**DIRECTIONS:**
Could you render the items below as a two-column CSV with the headers input and output, one row per item? Put each item's text in input and its answer in output, with each field quoted and any line breaks replaced by spaces.

(Extracted data entries)
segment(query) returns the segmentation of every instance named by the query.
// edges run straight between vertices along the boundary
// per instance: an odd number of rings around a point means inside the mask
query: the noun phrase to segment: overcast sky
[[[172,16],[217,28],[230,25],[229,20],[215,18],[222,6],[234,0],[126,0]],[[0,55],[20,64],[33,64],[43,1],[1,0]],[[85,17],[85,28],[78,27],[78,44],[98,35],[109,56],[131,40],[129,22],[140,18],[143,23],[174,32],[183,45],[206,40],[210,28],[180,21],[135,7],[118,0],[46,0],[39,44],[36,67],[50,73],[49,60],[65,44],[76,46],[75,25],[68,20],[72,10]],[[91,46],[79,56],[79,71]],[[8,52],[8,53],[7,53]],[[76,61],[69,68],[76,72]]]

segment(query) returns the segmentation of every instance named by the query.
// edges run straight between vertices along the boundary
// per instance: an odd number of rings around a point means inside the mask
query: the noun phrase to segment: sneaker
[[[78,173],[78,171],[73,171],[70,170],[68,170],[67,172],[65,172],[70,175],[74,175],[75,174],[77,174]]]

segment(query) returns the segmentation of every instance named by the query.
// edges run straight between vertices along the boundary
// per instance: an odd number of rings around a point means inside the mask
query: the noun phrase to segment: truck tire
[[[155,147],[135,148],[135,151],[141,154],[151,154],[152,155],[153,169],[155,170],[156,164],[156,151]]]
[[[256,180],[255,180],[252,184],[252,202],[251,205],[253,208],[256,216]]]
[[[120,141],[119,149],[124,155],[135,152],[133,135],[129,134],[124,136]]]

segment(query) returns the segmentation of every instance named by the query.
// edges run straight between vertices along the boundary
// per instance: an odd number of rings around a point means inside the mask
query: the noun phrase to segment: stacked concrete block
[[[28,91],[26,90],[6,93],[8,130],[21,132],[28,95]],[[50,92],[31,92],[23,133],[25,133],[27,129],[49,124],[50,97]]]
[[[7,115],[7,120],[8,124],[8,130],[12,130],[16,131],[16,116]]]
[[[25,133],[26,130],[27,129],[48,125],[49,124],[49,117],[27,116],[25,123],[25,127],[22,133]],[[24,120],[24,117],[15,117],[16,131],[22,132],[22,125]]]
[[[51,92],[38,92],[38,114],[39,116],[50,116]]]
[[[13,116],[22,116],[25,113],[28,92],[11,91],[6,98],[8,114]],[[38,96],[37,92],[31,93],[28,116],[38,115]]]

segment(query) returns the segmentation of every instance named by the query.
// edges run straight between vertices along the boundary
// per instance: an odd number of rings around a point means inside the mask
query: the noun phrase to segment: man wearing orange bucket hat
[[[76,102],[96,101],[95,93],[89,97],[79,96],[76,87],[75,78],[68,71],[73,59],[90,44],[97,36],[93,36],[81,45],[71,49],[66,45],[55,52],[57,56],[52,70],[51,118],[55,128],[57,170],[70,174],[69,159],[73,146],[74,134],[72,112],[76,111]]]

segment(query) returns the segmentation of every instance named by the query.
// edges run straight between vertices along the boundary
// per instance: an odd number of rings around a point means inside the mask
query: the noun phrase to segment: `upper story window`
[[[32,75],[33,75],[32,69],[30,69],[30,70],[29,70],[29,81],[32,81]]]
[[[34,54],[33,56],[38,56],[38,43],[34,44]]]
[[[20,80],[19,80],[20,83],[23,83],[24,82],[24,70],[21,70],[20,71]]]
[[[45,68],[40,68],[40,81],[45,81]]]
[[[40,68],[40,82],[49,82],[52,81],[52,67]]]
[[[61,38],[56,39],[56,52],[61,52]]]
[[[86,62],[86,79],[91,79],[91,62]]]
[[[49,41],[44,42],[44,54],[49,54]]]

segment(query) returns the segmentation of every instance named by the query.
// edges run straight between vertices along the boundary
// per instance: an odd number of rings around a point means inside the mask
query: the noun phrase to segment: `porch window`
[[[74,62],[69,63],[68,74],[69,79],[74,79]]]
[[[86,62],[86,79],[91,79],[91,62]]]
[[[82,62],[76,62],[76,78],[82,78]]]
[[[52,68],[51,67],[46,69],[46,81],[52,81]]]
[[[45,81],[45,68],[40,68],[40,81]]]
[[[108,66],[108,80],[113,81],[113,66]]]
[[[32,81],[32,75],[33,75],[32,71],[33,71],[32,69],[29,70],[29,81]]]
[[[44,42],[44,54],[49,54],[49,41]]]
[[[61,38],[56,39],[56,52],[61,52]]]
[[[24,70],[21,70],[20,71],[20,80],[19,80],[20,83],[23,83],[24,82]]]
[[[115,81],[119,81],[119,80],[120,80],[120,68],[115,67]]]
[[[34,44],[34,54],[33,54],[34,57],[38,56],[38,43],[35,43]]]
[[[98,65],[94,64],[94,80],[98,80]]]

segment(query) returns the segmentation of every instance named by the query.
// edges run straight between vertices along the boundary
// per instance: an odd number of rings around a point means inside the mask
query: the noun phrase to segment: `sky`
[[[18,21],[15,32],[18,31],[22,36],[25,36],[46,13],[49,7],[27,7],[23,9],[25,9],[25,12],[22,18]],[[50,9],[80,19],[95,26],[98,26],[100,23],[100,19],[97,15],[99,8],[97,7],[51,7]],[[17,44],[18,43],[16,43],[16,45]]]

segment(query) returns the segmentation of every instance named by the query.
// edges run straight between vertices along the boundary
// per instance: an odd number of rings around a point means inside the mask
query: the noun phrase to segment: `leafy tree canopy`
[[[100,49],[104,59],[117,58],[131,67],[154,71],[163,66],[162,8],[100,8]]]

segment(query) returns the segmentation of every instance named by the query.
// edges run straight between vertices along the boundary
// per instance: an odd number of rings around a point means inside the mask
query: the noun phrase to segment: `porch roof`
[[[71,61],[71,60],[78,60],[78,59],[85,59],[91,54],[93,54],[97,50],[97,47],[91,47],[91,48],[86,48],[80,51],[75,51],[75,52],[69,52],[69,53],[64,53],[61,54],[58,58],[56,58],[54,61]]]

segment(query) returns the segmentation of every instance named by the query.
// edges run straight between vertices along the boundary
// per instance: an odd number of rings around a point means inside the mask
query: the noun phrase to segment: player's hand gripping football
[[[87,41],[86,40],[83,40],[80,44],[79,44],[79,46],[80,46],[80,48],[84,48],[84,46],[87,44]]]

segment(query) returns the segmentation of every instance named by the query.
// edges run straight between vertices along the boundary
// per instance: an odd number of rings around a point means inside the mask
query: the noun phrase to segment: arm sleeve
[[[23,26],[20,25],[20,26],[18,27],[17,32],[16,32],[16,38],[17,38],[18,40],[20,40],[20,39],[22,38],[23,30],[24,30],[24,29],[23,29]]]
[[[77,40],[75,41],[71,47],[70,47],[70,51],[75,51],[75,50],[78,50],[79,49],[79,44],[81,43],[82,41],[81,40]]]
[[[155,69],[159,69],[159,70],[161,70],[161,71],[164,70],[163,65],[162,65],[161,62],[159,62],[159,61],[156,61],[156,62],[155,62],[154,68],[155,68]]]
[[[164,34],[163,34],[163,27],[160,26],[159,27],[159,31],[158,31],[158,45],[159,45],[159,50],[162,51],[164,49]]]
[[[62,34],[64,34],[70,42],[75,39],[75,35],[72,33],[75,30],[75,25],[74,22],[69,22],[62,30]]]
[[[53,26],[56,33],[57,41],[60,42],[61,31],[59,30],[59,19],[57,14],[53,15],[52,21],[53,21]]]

**SOLVED PROBLEM:**
input,output
"segment(query) returns the segmentation of every instance named by the query. // edges run straight between vertices along the boundary // per instance: an odd number of rings around a point means inside the mask query: the noun phrase to segment: overcast sky","[[[172,16],[217,28],[230,25],[229,20],[215,18],[222,6],[234,0],[126,0]],[[0,55],[20,64],[33,64],[43,1],[1,0]],[[85,17],[85,28],[78,27],[78,44],[98,35],[109,56],[131,40],[129,22],[140,18],[143,23],[174,32],[183,45],[206,40],[210,28],[180,21],[135,7],[118,0],[46,0],[39,44],[36,67],[50,73],[49,60],[65,44],[76,46],[75,25],[68,20],[72,10]],[[91,46],[79,56],[79,71]],[[8,52],[8,53],[7,53]],[[76,61],[69,68],[76,72]]]"
"segment(query) returns the segmentation of every instance named by the query. // edges run straight between vertices along the boundary // per instance: an odd number of rings around a point means inside the mask query: the noun phrase to segment: sneaker","[[[78,173],[78,171],[73,171],[70,170],[68,170],[67,172],[65,172],[70,175],[74,175],[75,174],[77,174]]]"
"segment(query) returns the segmentation of every instance named by the query. // edges run straight between vertices along the boundary // per instance: an odd number of rings around a point means inside the mask query: the noun phrase to segment: truck tire","[[[155,147],[135,148],[135,151],[141,154],[151,154],[152,155],[153,169],[155,170],[156,164],[156,151]]] [[[256,180],[255,180],[252,184],[252,202],[251,205],[253,208],[256,216]]] [[[120,141],[119,149],[124,155],[135,152],[133,135],[129,134],[124,136]]]"
"segment(query) returns the segmentation of every instance named by the query. // edges run straight between vertices along the boundary // per instance: an odd number of rings around a point means inside the mask query: the noun phrase to segment: stacked concrete block","[[[28,91],[26,90],[6,93],[8,130],[21,132],[28,95]],[[50,92],[31,92],[23,133],[25,133],[27,129],[49,124],[50,97]]] [[[7,115],[7,120],[8,124],[8,130],[12,130],[16,131],[16,116]]] [[[25,133],[26,130],[27,129],[48,125],[49,124],[49,117],[27,116],[25,123],[25,127],[22,133]],[[24,120],[24,117],[15,117],[16,131],[22,132],[22,125]]] [[[51,92],[38,92],[38,114],[39,116],[50,116]]] [[[13,116],[22,116],[25,113],[28,92],[11,91],[6,98],[8,114]],[[38,96],[37,92],[31,93],[28,116],[38,115]]]"
"segment(query) returns the segmentation of every instance named by the query. // edges run straight between vertices along the boundary // per instance: an odd number of rings around a point means inside the mask query: the noun phrase to segment: man wearing orange bucket hat","[[[76,102],[96,101],[95,93],[89,97],[79,96],[76,87],[75,78],[68,71],[73,59],[90,44],[97,36],[93,36],[81,45],[71,49],[66,45],[55,52],[57,56],[52,70],[51,118],[55,128],[57,170],[70,174],[69,159],[73,146],[74,134],[72,112],[76,111]]]"
"segment(query) returns the segmentation of every instance named by the query. // edges run straight between vertices along the boundary // per instance: an odd number of rings around a point means inside the mask query: the noun phrase to segment: `upper story window`","[[[32,75],[33,75],[32,69],[30,69],[30,70],[29,70],[29,81],[32,81]]] [[[34,54],[33,56],[38,56],[38,43],[34,44]]] [[[20,80],[19,80],[20,83],[23,83],[24,82],[24,70],[21,70],[20,71]]] [[[45,68],[40,68],[40,81],[45,81]]] [[[40,68],[40,82],[49,82],[52,81],[52,67]]] [[[61,38],[56,39],[56,52],[61,52]]] [[[86,62],[86,79],[91,79],[91,62]]] [[[49,41],[44,42],[44,54],[49,54]]]"
"segment(query) returns the segmentation of every instance named by the query. // edges run straight between vertices along the boundary // per instance: an odd number of rings around a point means inside the mask query: the noun phrase to segment: `porch window`","[[[74,62],[69,63],[68,74],[69,79],[74,79]]] [[[86,62],[86,79],[91,79],[91,62]]] [[[82,62],[76,62],[76,78],[82,78]]] [[[52,68],[51,67],[46,69],[46,81],[52,81]]] [[[45,81],[45,68],[40,68],[40,81]]] [[[108,66],[108,80],[113,81],[113,66]]] [[[32,81],[32,75],[33,75],[32,71],[33,71],[32,69],[29,70],[29,81]]] [[[44,42],[44,54],[49,54],[49,41]]] [[[61,38],[56,39],[56,52],[61,52]]] [[[24,70],[21,70],[20,71],[20,80],[19,80],[20,83],[23,83],[24,82]]] [[[115,81],[119,81],[119,80],[120,80],[120,68],[115,67]]] [[[34,44],[34,54],[33,54],[34,57],[38,56],[38,43],[35,43]]] [[[98,65],[94,64],[94,80],[98,80]]]"
"segment(query) returns the segmentation of every instance named by the query. // edges run straight between vertices along the boundary // per instance: an odd number of rings around a point means inside the mask query: the noun phrase to segment: `sky`","[[[18,21],[15,32],[18,31],[22,36],[25,36],[46,13],[49,7],[27,7],[23,9],[25,9],[25,12],[22,18]],[[50,9],[80,19],[95,26],[98,26],[100,23],[100,19],[97,15],[99,8],[97,7],[51,7]],[[17,44],[18,43],[16,43],[16,45]]]"
"segment(query) returns the segmentation of every instance named by the query. // edges run straight between vertices along the boundary // per instance: an odd number of rings around a point means inside the mask query: the noun phrase to segment: `leafy tree canopy`","[[[100,49],[104,59],[117,58],[131,67],[154,71],[163,66],[162,8],[100,8]]]"
"segment(query) returns the segmentation of every instance named by the query. // edges run straight between vertices along the boundary // per instance: an odd number of rings around a point means inside the mask query: the noun phrase to segment: `porch roof`","[[[71,61],[71,60],[78,60],[78,59],[85,59],[91,54],[93,54],[97,50],[97,47],[91,47],[91,48],[86,48],[80,51],[75,51],[75,52],[69,52],[69,53],[64,53],[61,54],[58,58],[56,58],[54,61]]]"
"segment(query) returns the segmentation of every instance named by the query. // edges run straight between vertices along the boundary // per instance: an odd number of rings around a point means inside the mask query: the noun phrase to segment: player's hand gripping football","[[[87,41],[86,40],[83,40],[80,44],[79,44],[79,46],[80,46],[80,48],[84,48],[84,46],[87,44]]]"
"segment(query) returns the segmentation of every instance named by the query. // edges run straight between vertices along the boundary // per instance: an odd number of rings around a point means inside the mask query: the noun phrase to segment: arm sleeve","[[[23,26],[20,25],[20,26],[18,27],[17,32],[16,32],[16,38],[17,38],[18,40],[20,40],[20,39],[22,38],[23,30],[24,30],[24,29],[23,29]]] [[[77,40],[75,41],[71,47],[70,47],[70,51],[75,51],[75,50],[78,50],[79,49],[79,44],[81,43],[82,41],[81,40]]] [[[155,69],[159,69],[159,70],[161,70],[161,71],[164,70],[163,65],[162,65],[161,62],[159,62],[159,61],[156,61],[156,62],[155,62],[154,68],[155,68]]] [[[164,34],[163,34],[163,27],[160,26],[159,27],[159,31],[158,31],[158,45],[159,45],[159,50],[162,51],[164,49]]] [[[62,34],[64,34],[70,42],[75,39],[75,35],[72,33],[75,30],[75,25],[74,22],[69,22],[62,30]]] [[[53,26],[56,33],[57,41],[60,42],[61,31],[59,30],[59,19],[57,14],[53,15],[52,21],[53,21]]]"